━━━ Records supplied ━━━
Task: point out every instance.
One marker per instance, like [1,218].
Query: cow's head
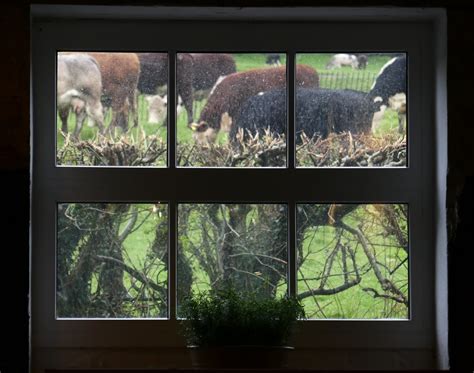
[203,133]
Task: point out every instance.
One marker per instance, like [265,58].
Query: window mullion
[290,68]
[292,272]
[172,255]
[173,222]
[172,109]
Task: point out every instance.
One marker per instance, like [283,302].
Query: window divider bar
[172,258]
[290,141]
[172,119]
[292,272]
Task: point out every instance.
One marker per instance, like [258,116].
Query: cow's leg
[134,107]
[401,122]
[80,116]
[113,123]
[63,114]
[95,111]
[186,93]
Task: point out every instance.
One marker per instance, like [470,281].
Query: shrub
[226,317]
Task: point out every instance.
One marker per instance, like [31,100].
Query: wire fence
[357,80]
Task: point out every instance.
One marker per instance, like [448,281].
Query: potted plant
[235,329]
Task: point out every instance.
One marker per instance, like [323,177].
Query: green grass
[354,302]
[243,62]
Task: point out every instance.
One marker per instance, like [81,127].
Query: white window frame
[348,344]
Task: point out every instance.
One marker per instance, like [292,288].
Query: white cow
[342,59]
[79,88]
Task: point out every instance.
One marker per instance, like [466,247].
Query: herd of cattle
[89,83]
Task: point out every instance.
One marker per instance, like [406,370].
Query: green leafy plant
[227,317]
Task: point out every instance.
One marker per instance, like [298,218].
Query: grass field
[243,62]
[318,245]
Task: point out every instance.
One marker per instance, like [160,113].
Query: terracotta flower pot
[240,356]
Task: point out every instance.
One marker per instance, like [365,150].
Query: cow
[319,112]
[273,59]
[154,74]
[79,87]
[207,69]
[120,73]
[342,59]
[235,89]
[390,87]
[158,108]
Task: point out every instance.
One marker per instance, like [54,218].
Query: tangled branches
[348,150]
[104,151]
[249,151]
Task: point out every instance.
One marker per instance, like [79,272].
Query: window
[147,216]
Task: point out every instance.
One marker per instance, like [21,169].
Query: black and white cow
[273,59]
[390,87]
[319,112]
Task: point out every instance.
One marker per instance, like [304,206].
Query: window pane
[237,114]
[358,117]
[242,243]
[353,260]
[112,260]
[112,109]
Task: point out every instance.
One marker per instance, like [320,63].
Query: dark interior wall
[15,180]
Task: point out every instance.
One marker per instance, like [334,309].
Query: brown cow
[120,73]
[228,96]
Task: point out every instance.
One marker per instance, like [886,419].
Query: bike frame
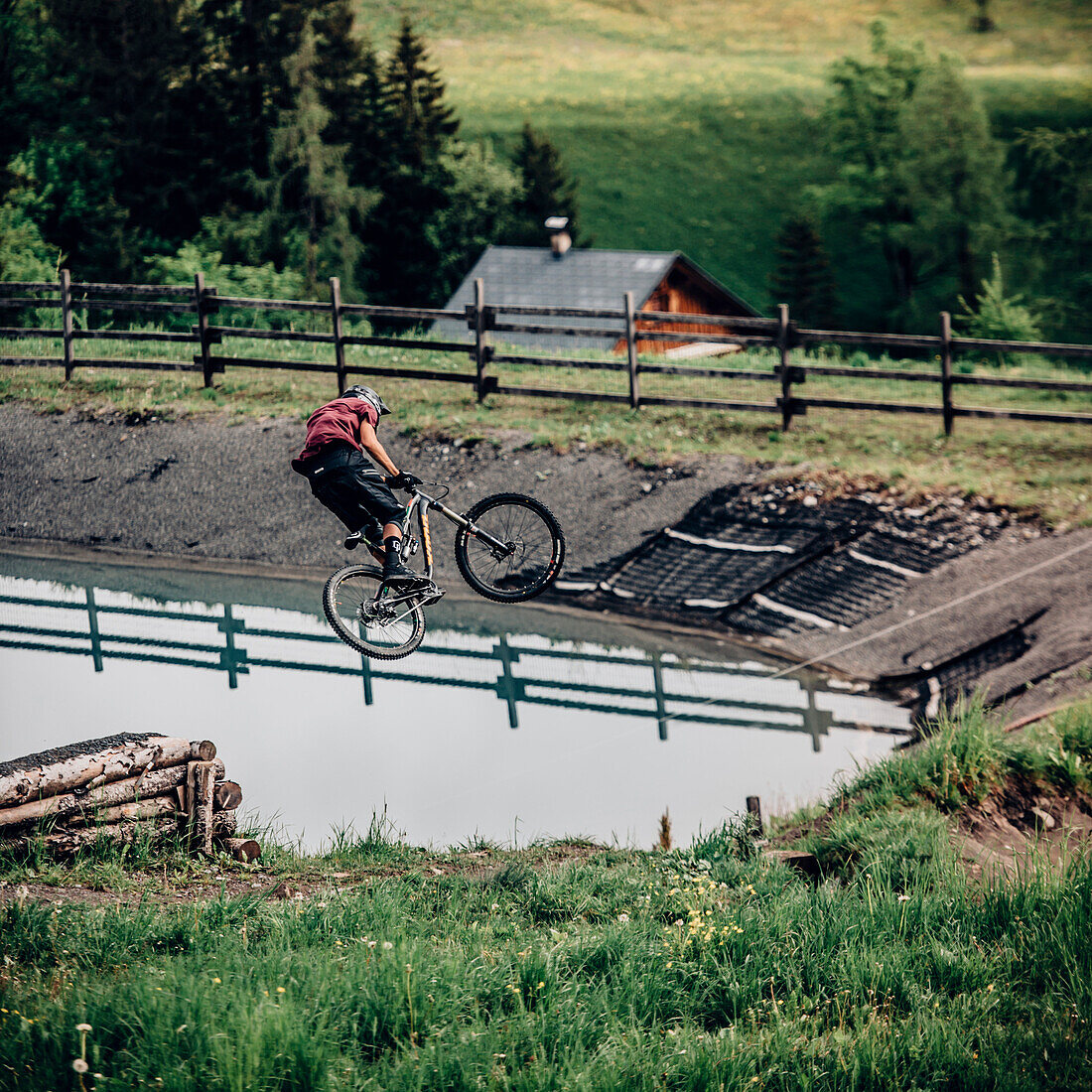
[421,502]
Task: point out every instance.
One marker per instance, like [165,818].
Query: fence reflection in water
[519,668]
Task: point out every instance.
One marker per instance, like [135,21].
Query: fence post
[67,325]
[946,370]
[339,344]
[634,392]
[480,352]
[786,378]
[203,328]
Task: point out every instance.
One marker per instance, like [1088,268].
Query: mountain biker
[346,482]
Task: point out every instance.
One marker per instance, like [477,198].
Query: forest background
[859,170]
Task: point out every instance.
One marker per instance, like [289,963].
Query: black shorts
[351,488]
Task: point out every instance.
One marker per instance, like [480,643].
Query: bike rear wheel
[534,548]
[384,626]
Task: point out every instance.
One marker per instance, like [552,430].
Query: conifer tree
[403,247]
[423,126]
[351,87]
[310,198]
[546,190]
[803,277]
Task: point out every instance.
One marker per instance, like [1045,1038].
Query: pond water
[509,724]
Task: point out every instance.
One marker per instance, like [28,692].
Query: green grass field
[694,124]
[706,968]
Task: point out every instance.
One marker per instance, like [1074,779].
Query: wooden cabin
[591,277]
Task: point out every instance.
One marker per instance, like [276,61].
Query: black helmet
[369,395]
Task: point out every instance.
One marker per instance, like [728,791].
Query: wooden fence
[487,324]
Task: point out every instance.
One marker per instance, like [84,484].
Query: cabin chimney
[559,238]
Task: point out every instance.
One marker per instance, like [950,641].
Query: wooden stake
[227,795]
[205,784]
[946,370]
[634,390]
[67,324]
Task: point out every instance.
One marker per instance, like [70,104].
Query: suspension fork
[471,527]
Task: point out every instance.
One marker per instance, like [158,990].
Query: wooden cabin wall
[684,293]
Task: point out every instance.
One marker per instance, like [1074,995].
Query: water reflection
[614,724]
[230,637]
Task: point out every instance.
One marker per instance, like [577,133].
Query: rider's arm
[370,444]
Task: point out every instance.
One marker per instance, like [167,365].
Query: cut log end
[227,796]
[242,849]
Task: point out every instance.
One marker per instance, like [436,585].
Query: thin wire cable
[910,621]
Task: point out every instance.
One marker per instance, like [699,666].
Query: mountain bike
[509,548]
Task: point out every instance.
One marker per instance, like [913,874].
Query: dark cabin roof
[581,279]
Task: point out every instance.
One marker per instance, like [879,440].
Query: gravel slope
[222,488]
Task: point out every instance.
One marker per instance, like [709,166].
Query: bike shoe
[353,539]
[395,572]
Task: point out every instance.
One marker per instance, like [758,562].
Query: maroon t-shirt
[336,422]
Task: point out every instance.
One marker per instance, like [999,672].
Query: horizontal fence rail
[221,637]
[487,347]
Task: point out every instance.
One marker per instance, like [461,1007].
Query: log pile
[123,788]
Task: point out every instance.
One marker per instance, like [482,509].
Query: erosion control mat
[843,581]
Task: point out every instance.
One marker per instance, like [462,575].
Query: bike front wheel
[381,622]
[514,550]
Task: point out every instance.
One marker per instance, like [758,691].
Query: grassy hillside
[692,123]
[572,967]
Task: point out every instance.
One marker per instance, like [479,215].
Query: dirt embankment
[222,488]
[929,601]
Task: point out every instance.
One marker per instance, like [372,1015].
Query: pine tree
[423,126]
[404,252]
[310,199]
[546,190]
[351,87]
[803,277]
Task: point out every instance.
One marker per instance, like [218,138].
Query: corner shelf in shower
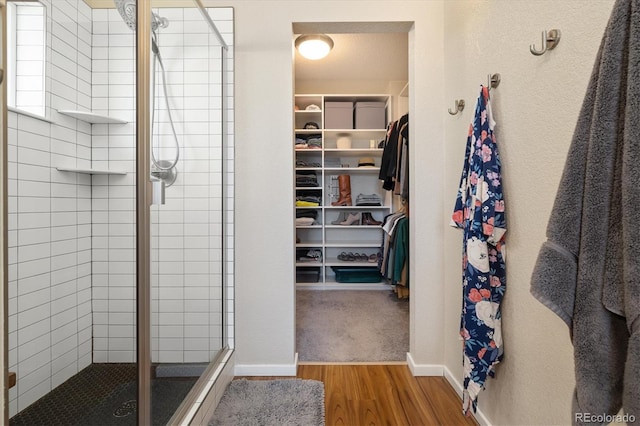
[91,171]
[92,118]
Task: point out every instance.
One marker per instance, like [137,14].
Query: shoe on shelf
[340,219]
[367,219]
[352,219]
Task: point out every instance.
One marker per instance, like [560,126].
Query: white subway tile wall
[50,320]
[72,236]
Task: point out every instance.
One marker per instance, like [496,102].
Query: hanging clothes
[479,212]
[390,167]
━━━
## Exercise aim
Every record above should be written out again without change, except that the pictures are left out.

## Solution to the problem
Task: point out every instance.
One marker per instance, like [1,218].
Query: cow's head
[203,133]
Task: point out every instance.
One marker per instance, like [265,58].
Query: window mullion
[290,68]
[292,272]
[172,255]
[173,222]
[172,109]
Task: point out every instance.
One marker per instance, like [283,302].
Query: window divider bar
[172,258]
[290,141]
[172,119]
[292,272]
Task: point out every instance.
One marker per instance, like [258,116].
Query: cow's leg
[134,107]
[401,122]
[80,116]
[113,123]
[63,114]
[95,111]
[186,93]
Task: point out every instance.
One marker per instance, like [470,281].
Query: shrub
[226,317]
Task: point out every instance.
One marker per instance, like [31,100].
Query: wire fence
[357,80]
Task: point out every instance.
One marker per instance, like [448,281].
Query: potted plant
[235,329]
Task: point out every instance.
One marker per instance, like [323,177].
Query: green grass
[354,302]
[243,62]
Task: point out every instance.
One marker per instance, like [81,127].
Query: white window frame
[348,344]
Task: point out every instance.
One marker per instance, like [292,288].
Query: white cow
[342,59]
[79,88]
Task: point out every instance.
One marker per instance, like [466,247].
Query: herd of cattle
[89,83]
Task: point out every instance.
One marker per instance, like [406,370].
Query: green leafy plant
[227,317]
Task: point out every instance.
One marker per instance, like [298,218].
Query: grass field
[243,62]
[318,245]
Task: point out every instance.
One marker per instance, like [160,113].
Query: terracotta flower pot
[240,356]
Task: point out every instance.
One marker per instance, like [365,150].
Query: cow
[319,112]
[273,59]
[154,74]
[79,87]
[207,69]
[120,73]
[342,59]
[235,89]
[390,87]
[158,108]
Task: point out every instance.
One marker per instance, like [54,218].
Query: tangled branches
[348,150]
[104,151]
[249,151]
Task: point out every instance.
One marker per instance, like [79,272].
Query: window
[147,216]
Task: point out every instance.
One marker per instance, like [21,169].
Query: black and white cow
[273,59]
[390,87]
[319,112]
Task: point out every instance.
One marker per instance, like [304,206].
Query: window pane
[237,114]
[358,117]
[242,243]
[353,260]
[112,260]
[112,109]
Task: point out every instance.
One marker per instance, like [320,63].
Query: dark interior wall
[15,180]
Task: point out every instance.
One marker per instance, like [334,309].
Query: brown cow
[120,73]
[228,96]
Task: point out every instance.
One marker per instance, like [886,419].
Query: bike frame
[421,502]
Task: point out every instance.
One marker per instance, like [165,818].
Query: fence reflection in water
[519,668]
Task: point out every instance.
One marker per instance, like [135,21].
Query: fence post
[67,325]
[946,370]
[339,344]
[634,392]
[480,352]
[786,378]
[203,328]
Task: point out every instance.
One marker per instance, like [1088,268].
Query: mountain biker
[346,482]
Task: point out every instance.
One marker per instance, like [477,198].
Query: forest background
[859,170]
Task: point out every instance.
One marker per instance, like [289,963].
Query: black shorts
[351,488]
Task: point out every instance.
One marker per instance, like [480,643].
Query: bike rear wheel
[534,548]
[384,626]
Task: point out every instance.
One marker per instance, like [552,430].
Query: conifer tree
[403,247]
[423,126]
[351,87]
[310,198]
[546,190]
[803,277]
Task: point out every instance.
One marker per instance, like [1045,1038].
Query: pond water
[509,724]
Task: point out every instance.
One marker per instance, like [28,692].
Query: green grass field
[694,124]
[706,968]
Task: point out every instance.
One marker per instance, like [1074,779].
Query: wooden cabin
[591,277]
Task: point out every instance.
One marker per instance, like [276,61].
Query: black helmet
[369,395]
Task: point out every instance.
One marker per instance, like [728,791].
Query: wooden fence
[487,324]
Task: point out every instance.
One marker per instance, like [84,484].
Query: cabin chimney
[559,238]
Task: point out every instance.
One marker per instance, like [950,641].
Query: wooden stake
[227,795]
[205,784]
[946,370]
[634,390]
[67,324]
Task: point out every instance.
One marker per instance, like [70,104].
Query: suspension fork
[471,527]
Task: point out every instance.
One marker per instance, like [158,990].
Query: wooden cabin wall
[684,293]
Task: point out every instance.
One marker per instance, like [1074,995].
Query: water reflection
[614,724]
[230,637]
Task: point out every instance.
One marker per instance, like [577,133].
Query: rider's arm
[370,444]
Task: point out every instance.
One marker per instance, like [167,365].
Query: cut log end
[227,796]
[242,849]
Task: point out every instance.
One marker per instance, like [436,585].
Query: thin wire cable
[910,621]
Task: point out every instance.
One marker per instance, like [699,666].
Query: mountain bike
[509,548]
Task: point out every instance.
One marker per instance, like [913,874].
Query: dark cabin roof
[581,279]
Task: point out every instance.
One marker per instance, like [879,440].
Query: gravel slope
[222,488]
Task: point out every instance.
One marker per instance, like [709,166].
Query: bike shoe
[353,539]
[395,572]
Task: point out every instance.
One marker per instance, like [758,562].
Query: maroon t-shirt
[336,422]
Task: point out every instance.
One marker per instance, like [999,672].
Query: horizontal fence rail
[221,637]
[487,347]
Task: point out every instance.
One marker per instance, like [461,1007].
Query: log pile
[123,788]
Task: point out every instance.
One marker per instance, like [482,509].
Query: erosion control mat
[843,581]
Task: point out every instance.
One marker per instance, like [462,575].
Query: bike front wheel
[381,622]
[514,550]
Task: point out every instance.
One marker per instance, like [758,691].
Query: grassy hillside
[692,123]
[572,967]
Task: point out every instance.
One marker per instance, like [479,215].
Query: dirt embankment
[222,488]
[929,601]
Task: point out every instance.
One marker per instance, like [372,1015].
Query: pine tree
[423,126]
[404,252]
[310,199]
[546,190]
[351,87]
[803,277]
Task: point out every instance.
One marker per instance, like [218,138].
Query: corner shelf in shower
[91,171]
[92,118]
Task: point out every instance.
One marker per instance, like [137,14].
Query: shoe on shelf
[340,219]
[367,219]
[352,219]
Task: point out every instance.
One marker per instance, like [560,126].
Query: white subway tile wall
[50,320]
[72,236]
Task: point out every instance.
One marker per instance, like [496,102].
Query: hanging clothes
[479,212]
[390,167]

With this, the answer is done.